(INSTRUCTIONS FOR THE TASK): Within these records, how many lines hold "much"? Give the number alone.

(ENTRIES SHOWN):
+ + +

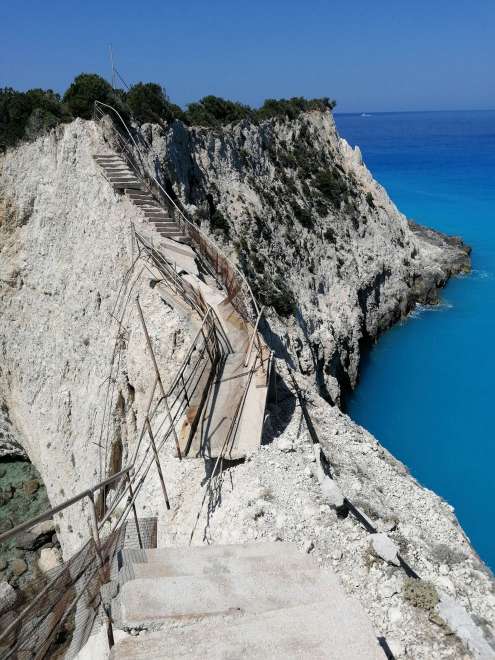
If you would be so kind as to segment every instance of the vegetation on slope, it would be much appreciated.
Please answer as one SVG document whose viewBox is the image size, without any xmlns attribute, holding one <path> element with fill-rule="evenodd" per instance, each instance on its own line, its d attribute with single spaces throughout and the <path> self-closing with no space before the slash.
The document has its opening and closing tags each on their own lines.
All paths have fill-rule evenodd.
<svg viewBox="0 0 495 660">
<path fill-rule="evenodd" d="M 335 107 L 328 98 L 268 99 L 260 108 L 252 108 L 218 96 L 205 96 L 183 110 L 167 97 L 156 83 L 138 82 L 126 92 L 112 89 L 95 73 L 81 73 L 60 96 L 53 90 L 30 89 L 19 92 L 11 87 L 0 88 L 0 152 L 23 139 L 34 139 L 57 124 L 75 117 L 91 119 L 94 102 L 102 101 L 118 108 L 139 122 L 165 124 L 175 119 L 189 126 L 219 128 L 231 122 L 248 119 L 253 122 L 271 117 L 294 119 L 301 112 L 327 112 Z"/>
</svg>

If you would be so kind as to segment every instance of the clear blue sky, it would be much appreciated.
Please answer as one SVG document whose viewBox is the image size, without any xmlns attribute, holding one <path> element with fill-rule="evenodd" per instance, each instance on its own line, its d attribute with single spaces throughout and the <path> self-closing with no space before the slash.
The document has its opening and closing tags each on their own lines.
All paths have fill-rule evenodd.
<svg viewBox="0 0 495 660">
<path fill-rule="evenodd" d="M 3 0 L 0 86 L 63 92 L 156 81 L 184 105 L 217 94 L 330 96 L 338 110 L 495 108 L 495 0 Z"/>
</svg>

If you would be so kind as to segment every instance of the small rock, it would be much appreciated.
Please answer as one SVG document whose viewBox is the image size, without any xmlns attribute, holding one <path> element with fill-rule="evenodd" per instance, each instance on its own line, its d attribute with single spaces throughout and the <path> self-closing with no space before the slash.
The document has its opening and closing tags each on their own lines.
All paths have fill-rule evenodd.
<svg viewBox="0 0 495 660">
<path fill-rule="evenodd" d="M 379 584 L 377 592 L 382 598 L 392 598 L 392 596 L 399 593 L 397 580 L 389 580 L 388 582 Z"/>
<path fill-rule="evenodd" d="M 7 568 L 7 560 L 6 559 L 0 559 L 0 572 L 4 571 Z"/>
<path fill-rule="evenodd" d="M 43 548 L 38 559 L 38 566 L 42 573 L 48 573 L 57 566 L 62 565 L 62 554 L 57 548 Z"/>
<path fill-rule="evenodd" d="M 10 518 L 4 518 L 3 520 L 0 520 L 0 534 L 5 534 L 5 532 L 8 532 L 9 529 L 12 529 L 14 526 L 14 523 Z"/>
<path fill-rule="evenodd" d="M 344 496 L 337 483 L 325 475 L 320 485 L 327 504 L 334 509 L 341 509 L 344 506 Z"/>
<path fill-rule="evenodd" d="M 450 573 L 450 568 L 447 564 L 441 564 L 439 568 L 440 575 L 448 575 Z"/>
<path fill-rule="evenodd" d="M 305 474 L 309 479 L 311 479 L 312 477 L 314 477 L 314 472 L 313 472 L 313 470 L 309 467 L 309 465 L 307 465 L 307 466 L 304 468 L 304 474 Z"/>
<path fill-rule="evenodd" d="M 309 518 L 316 518 L 320 515 L 320 509 L 315 504 L 307 504 L 303 509 L 303 516 L 305 520 Z"/>
<path fill-rule="evenodd" d="M 402 612 L 399 607 L 391 607 L 388 611 L 388 620 L 390 623 L 397 623 L 402 619 Z"/>
<path fill-rule="evenodd" d="M 8 582 L 0 582 L 0 614 L 11 610 L 17 598 L 14 587 Z"/>
<path fill-rule="evenodd" d="M 397 637 L 387 637 L 387 644 L 394 658 L 403 658 L 406 655 L 406 647 Z"/>
<path fill-rule="evenodd" d="M 332 557 L 332 559 L 334 559 L 335 561 L 340 561 L 340 560 L 342 559 L 342 555 L 343 555 L 342 550 L 339 550 L 338 548 L 336 548 L 336 549 L 332 552 L 331 557 Z"/>
<path fill-rule="evenodd" d="M 315 544 L 313 541 L 307 540 L 304 544 L 304 552 L 309 555 L 309 553 L 315 549 Z"/>
<path fill-rule="evenodd" d="M 20 575 L 23 575 L 28 569 L 27 564 L 24 561 L 24 559 L 19 559 L 19 558 L 13 559 L 10 562 L 10 568 L 12 569 L 12 572 L 14 573 L 14 575 L 16 575 L 17 577 L 19 577 Z"/>
<path fill-rule="evenodd" d="M 277 449 L 279 451 L 283 451 L 284 453 L 289 453 L 291 451 L 294 451 L 294 445 L 287 438 L 280 438 L 277 441 Z"/>
<path fill-rule="evenodd" d="M 455 586 L 450 578 L 441 575 L 434 582 L 439 589 L 445 589 L 451 596 L 455 596 Z"/>
<path fill-rule="evenodd" d="M 397 520 L 393 518 L 380 519 L 377 520 L 375 526 L 379 532 L 393 532 L 397 527 Z"/>
<path fill-rule="evenodd" d="M 0 504 L 6 504 L 14 496 L 14 489 L 12 486 L 7 486 L 3 490 L 0 490 Z"/>
<path fill-rule="evenodd" d="M 399 548 L 386 534 L 370 534 L 370 538 L 373 554 L 389 564 L 400 566 L 399 559 L 397 558 Z"/>
<path fill-rule="evenodd" d="M 24 493 L 28 496 L 34 495 L 38 488 L 40 487 L 40 482 L 37 479 L 29 479 L 22 484 L 22 489 Z"/>
</svg>

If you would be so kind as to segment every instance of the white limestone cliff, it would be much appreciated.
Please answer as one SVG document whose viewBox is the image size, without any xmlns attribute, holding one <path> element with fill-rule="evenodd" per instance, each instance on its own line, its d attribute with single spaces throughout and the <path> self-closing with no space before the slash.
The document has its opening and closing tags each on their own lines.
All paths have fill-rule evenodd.
<svg viewBox="0 0 495 660">
<path fill-rule="evenodd" d="M 408 223 L 359 151 L 338 137 L 330 115 L 218 131 L 178 122 L 145 130 L 158 158 L 150 168 L 169 179 L 185 208 L 266 297 L 265 338 L 303 374 L 339 498 L 337 506 L 333 488 L 330 507 L 321 491 L 313 447 L 283 373 L 266 444 L 228 469 L 220 501 L 210 502 L 199 522 L 202 461 L 178 465 L 165 456 L 173 513 L 164 512 L 156 476 L 140 512 L 160 515 L 166 543 L 186 544 L 194 525 L 196 543 L 294 540 L 335 567 L 377 634 L 392 640 L 396 657 L 471 653 L 433 611 L 404 600 L 401 569 L 370 556 L 369 535 L 351 515 L 341 515 L 342 498 L 389 534 L 421 577 L 455 595 L 487 639 L 495 622 L 491 575 L 451 508 L 328 403 L 356 383 L 368 342 L 416 301 L 434 301 L 449 275 L 468 268 L 467 249 Z M 107 149 L 99 127 L 76 120 L 0 157 L 0 445 L 7 448 L 7 440 L 8 451 L 22 448 L 53 504 L 125 463 L 135 446 L 152 365 L 134 295 L 140 294 L 166 378 L 191 336 L 191 319 L 162 300 L 146 271 L 126 297 L 120 329 L 113 318 L 133 259 L 130 223 L 141 226 L 142 219 L 94 163 L 92 155 Z M 315 173 L 332 168 L 346 186 L 337 203 L 315 187 Z M 217 212 L 227 232 L 212 226 Z M 274 291 L 293 298 L 292 314 L 270 307 Z M 86 534 L 86 513 L 57 521 L 66 557 Z"/>
</svg>

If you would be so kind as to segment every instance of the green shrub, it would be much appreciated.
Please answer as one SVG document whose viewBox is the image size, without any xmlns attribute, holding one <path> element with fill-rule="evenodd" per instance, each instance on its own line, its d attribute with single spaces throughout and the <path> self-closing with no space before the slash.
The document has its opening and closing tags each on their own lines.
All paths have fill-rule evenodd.
<svg viewBox="0 0 495 660">
<path fill-rule="evenodd" d="M 0 89 L 0 151 L 24 138 L 33 139 L 71 119 L 60 96 L 51 89 L 17 92 Z"/>
<path fill-rule="evenodd" d="M 194 126 L 218 127 L 252 117 L 253 110 L 242 103 L 210 95 L 204 96 L 196 103 L 190 103 L 185 116 Z"/>
<path fill-rule="evenodd" d="M 291 99 L 267 99 L 261 108 L 256 111 L 256 118 L 259 120 L 270 119 L 271 117 L 295 119 L 302 112 L 309 110 L 324 112 L 333 110 L 335 105 L 336 102 L 331 101 L 328 97 L 305 99 L 302 96 L 294 96 Z"/>
<path fill-rule="evenodd" d="M 321 194 L 336 206 L 340 205 L 340 202 L 347 195 L 345 179 L 335 167 L 332 170 L 321 170 L 316 175 L 315 182 Z"/>
<path fill-rule="evenodd" d="M 229 235 L 230 227 L 227 218 L 218 209 L 215 210 L 210 218 L 210 227 L 215 231 L 221 231 L 226 236 Z"/>
<path fill-rule="evenodd" d="M 437 590 L 431 582 L 411 577 L 404 580 L 402 594 L 414 607 L 423 610 L 432 610 L 439 601 Z"/>
<path fill-rule="evenodd" d="M 140 124 L 186 119 L 184 112 L 178 105 L 170 103 L 163 87 L 156 83 L 136 83 L 127 92 L 125 100 Z"/>
<path fill-rule="evenodd" d="M 373 200 L 373 195 L 370 192 L 366 193 L 366 201 L 368 202 L 368 206 L 372 209 L 375 208 L 375 202 Z"/>
<path fill-rule="evenodd" d="M 279 117 L 295 119 L 302 112 L 333 110 L 335 101 L 328 98 L 305 99 L 302 96 L 291 99 L 267 99 L 261 108 L 251 108 L 237 101 L 228 101 L 219 96 L 205 96 L 196 103 L 190 103 L 185 113 L 186 121 L 194 126 L 220 127 L 241 119 L 263 121 Z"/>
<path fill-rule="evenodd" d="M 303 227 L 306 227 L 306 229 L 312 229 L 313 228 L 313 217 L 311 213 L 308 211 L 308 209 L 304 208 L 303 206 L 300 206 L 297 202 L 292 203 L 292 210 L 294 211 L 294 215 L 296 216 L 297 220 L 302 224 Z"/>
<path fill-rule="evenodd" d="M 95 101 L 113 105 L 115 95 L 106 80 L 96 73 L 81 73 L 64 94 L 64 102 L 74 117 L 91 119 Z"/>
</svg>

+ + +

(TASK SOLUTION): 5